** begin Document section **
The “Courtyard of the Gentiles” — a reference to the courtyard of the Temple of Jerusalem reserved for pagans– will be an occasion to address another problem that challenges the contemporary world: the mafia and the problem of organized crime as a whole.

Palermo’s magistrate Giusto Sciacchitano, an anti-mafia attorney, spoke with Vatican Radio last week about the initiative.

“[The mafia] is a cultural, political, sociological and economic problem that concerns the world,” said Giusto Sciacchitano. And the mafia “must certainly be countered with juridical means but also with cultural means, because the mafia is based on an ‘in-culture.'”

In Palermo, a crossroads of culture and traditions, but also a place and symbol of the fight against organized crime, a cultural event like this could be “of great importance from several points of view,” said the anti-mafia expert.

In the first place, insofar as it takes up the historical situation of Sicily, dominated for centuries by so many different peoples, by their culture, by their juridical systems, “we had in any case to converse” and this conversation became a kind of habit.

However, there is also the fact that Palermo, which can be considered the capital of the mafia, has also been recognized by the U.N. as the capital of the anti-mafia. The United Nations Convention against organized crime was, in fact, signed in the Sicilian capital.

These two aspects, one negative, the other positive, which are shaping forces of a culture, be it at the local or world level, call for a universal vision and the meeting in Palermo will be an occasion to look at the “absolutely global” problem with the required attention.

“It certainly does not concern Italy or, obviously, Sicily alone,” confirmed the national attorney. “We look at the situation of the Far East, we look at the situation of countries of South America, we look at the situation of Eastern Europe, at the Balkan countries, countries all crossed by routes through which illicit traffic passes from various organized groups.”
** end Document section **
** begin Supplied data **
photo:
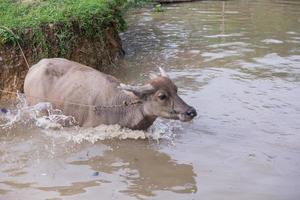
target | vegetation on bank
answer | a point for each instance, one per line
(23, 16)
** end Supplied data **
**What you should do:**
Reproduce the passage on the Palermo "Courtyard of the Gentiles" and the mafia in full, word for word.

**The reply:**
The “Courtyard of the Gentiles” — a reference to the courtyard of the Temple of Jerusalem reserved for pagans– will be an occasion to address another problem that challenges the contemporary world: the mafia and the problem of organized crime as a whole.

Palermo’s magistrate Giusto Sciacchitano, an anti-mafia attorney, spoke with Vatican Radio last week about the initiative.

“[The mafia] is a cultural, political, sociological and economic problem that concerns the world,” said Giusto Sciacchitano. And the mafia “must certainly be countered with juridical means but also with cultural means, because the mafia is based on an ‘in-culture.'”

In Palermo, a crossroads of culture and traditions, but also a place and symbol of the fight against organized crime, a cultural event like this could be “of great importance from several points of view,” said the anti-mafia expert.

In the first place, insofar as it takes up the historical situation of Sicily, dominated for centuries by so many different peoples, by their culture, by their juridical systems, “we had in any case to converse” and this conversation became a kind of habit.

However, there is also the fact that Palermo, which can be considered the capital of the mafia, has also been recognized by the U.N. as the capital of the anti-mafia. The United Nations Convention against organized crime was, in fact, signed in the Sicilian capital.

These two aspects, one negative, the other positive, which are shaping forces of a culture, be it at the local or world level, call for a universal vision and the meeting in Palermo will be an occasion to look at the “absolutely global” problem with the required attention.

“It certainly does not concern Italy or, obviously, Sicily alone,” confirmed the national attorney. “We look at the situation of the Far East, we look at the situation of countries of South America, we look at the situation of Eastern Europe, at the Balkan countries, countries all crossed by routes through which illicit traffic passes from various organized groups.”